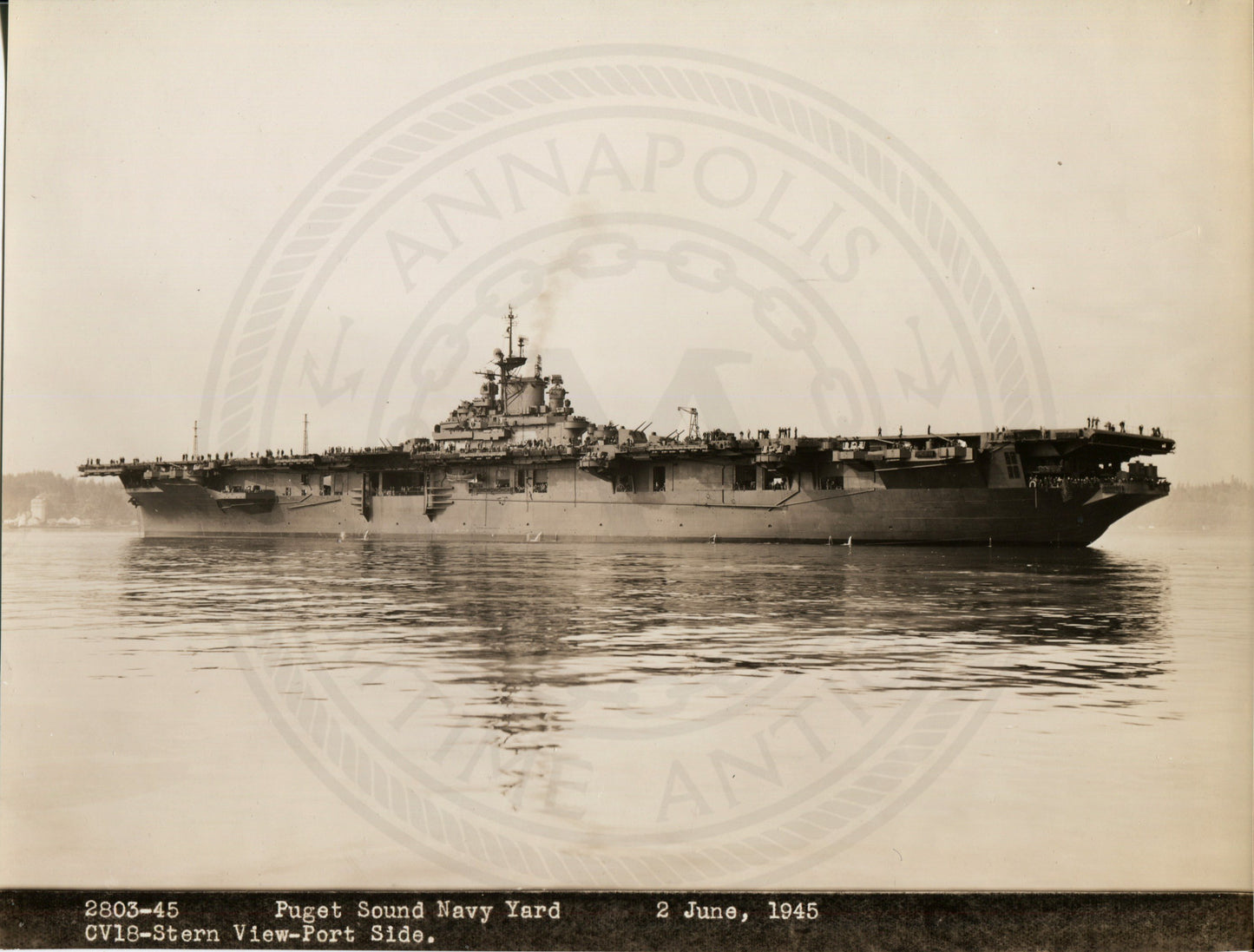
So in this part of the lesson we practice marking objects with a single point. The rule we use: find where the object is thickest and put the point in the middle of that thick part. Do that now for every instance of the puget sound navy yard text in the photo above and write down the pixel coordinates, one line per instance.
(394, 921)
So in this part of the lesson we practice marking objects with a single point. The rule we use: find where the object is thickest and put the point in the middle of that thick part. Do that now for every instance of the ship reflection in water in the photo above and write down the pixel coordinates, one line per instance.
(572, 714)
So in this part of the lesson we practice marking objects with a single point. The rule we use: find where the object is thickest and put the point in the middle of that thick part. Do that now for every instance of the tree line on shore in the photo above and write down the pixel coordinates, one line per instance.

_ _ _

BRIEF
Reply with the lines from the one that contains "of the ship" through the last line of the material above, copied exactly and nothing else.

SOLUTION
So in this part of the lesson we practice marking objects with a single point. The rule we use: find where the object is thickest and put the point in the middle of that thick part. Do that now for every instance of the ship reflection in water in the photo above and write down the pixel coordinates, one line per instance.
(572, 714)
So in this part of the lesson we practice marking objects with a single point. The rule we use: find where the object is thickest and put the point in the middle of that thick part. Do that now for every instance of the tree line on shore in the photo above and write down the pixel coordinates, one line per instance.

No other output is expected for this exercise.